[[ PROVIDED ENTRIES open ]]

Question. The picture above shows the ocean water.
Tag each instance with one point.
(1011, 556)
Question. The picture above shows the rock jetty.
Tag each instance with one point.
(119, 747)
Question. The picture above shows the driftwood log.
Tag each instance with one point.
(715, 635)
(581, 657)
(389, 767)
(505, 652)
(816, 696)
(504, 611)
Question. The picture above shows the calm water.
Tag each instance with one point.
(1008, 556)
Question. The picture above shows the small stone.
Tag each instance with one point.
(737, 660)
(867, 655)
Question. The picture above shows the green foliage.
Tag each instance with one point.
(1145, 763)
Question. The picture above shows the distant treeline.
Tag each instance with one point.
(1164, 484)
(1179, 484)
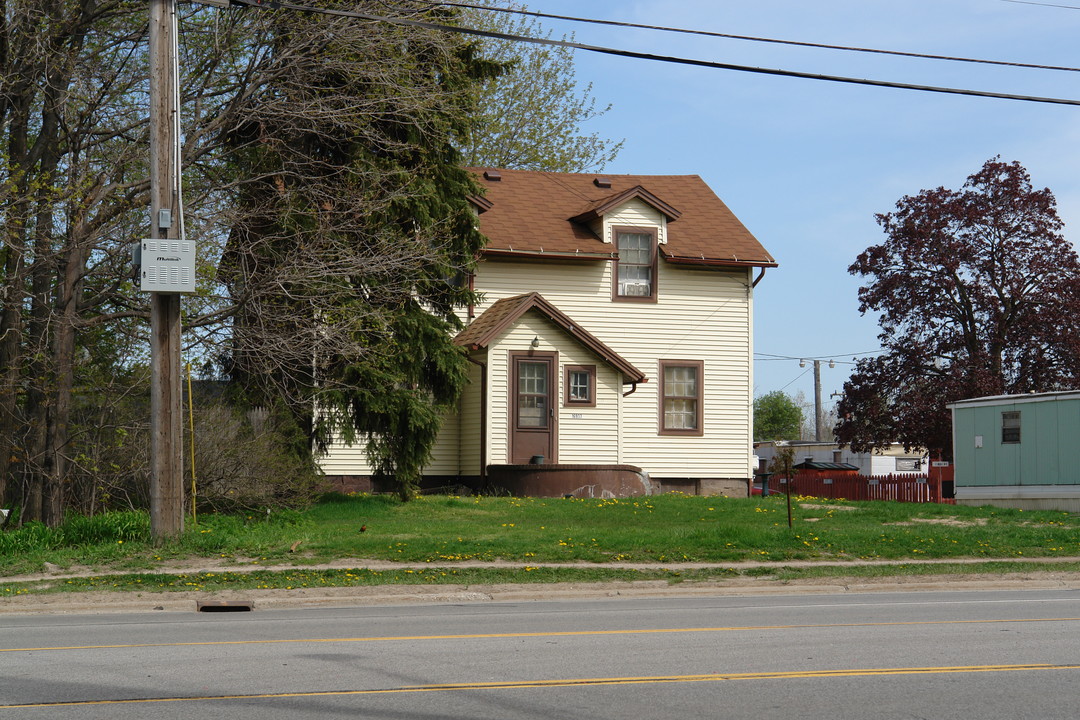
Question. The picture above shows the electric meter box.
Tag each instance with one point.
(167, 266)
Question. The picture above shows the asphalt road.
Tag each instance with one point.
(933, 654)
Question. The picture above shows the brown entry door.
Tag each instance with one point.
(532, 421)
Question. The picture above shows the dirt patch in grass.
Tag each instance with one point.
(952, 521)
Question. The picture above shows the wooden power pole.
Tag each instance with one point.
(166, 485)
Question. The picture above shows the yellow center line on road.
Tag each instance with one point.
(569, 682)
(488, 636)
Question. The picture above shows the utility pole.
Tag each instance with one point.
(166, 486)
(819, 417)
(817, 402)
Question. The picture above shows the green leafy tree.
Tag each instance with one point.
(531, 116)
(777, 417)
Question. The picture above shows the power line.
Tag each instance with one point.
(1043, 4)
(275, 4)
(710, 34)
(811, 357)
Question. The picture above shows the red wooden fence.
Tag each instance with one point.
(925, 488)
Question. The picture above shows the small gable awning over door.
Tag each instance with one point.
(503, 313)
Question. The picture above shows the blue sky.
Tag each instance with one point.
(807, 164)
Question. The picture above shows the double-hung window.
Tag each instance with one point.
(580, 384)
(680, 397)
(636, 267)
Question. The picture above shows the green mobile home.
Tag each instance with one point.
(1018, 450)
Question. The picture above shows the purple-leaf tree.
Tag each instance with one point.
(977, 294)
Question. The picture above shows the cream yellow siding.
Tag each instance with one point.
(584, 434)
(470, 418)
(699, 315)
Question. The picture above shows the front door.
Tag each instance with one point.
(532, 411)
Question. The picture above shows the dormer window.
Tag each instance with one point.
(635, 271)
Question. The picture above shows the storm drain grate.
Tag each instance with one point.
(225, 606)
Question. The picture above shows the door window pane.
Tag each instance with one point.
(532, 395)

[[ PROVIDED ENTRIES closed ]]

# YOUR ASSIGNMENT
From the entries above, print the lines beginning at the one with "Question. The picture above shows the utility" and stopping after the one with "Question. The picture above shows the red", exactly as written and with nothing else.

# EXERCISE OUTPUT
Question. The picture above shows the utility pole.
Tag each instance with one point.
(166, 486)
(819, 417)
(817, 402)
Question. The picture above shows the green leafy tree.
Tag each instance with one point.
(531, 116)
(777, 417)
Question. The picture above shows the power line.
Tag each instance with one point.
(1043, 4)
(275, 4)
(710, 34)
(811, 357)
Question. The picture above shows the red wooden fence.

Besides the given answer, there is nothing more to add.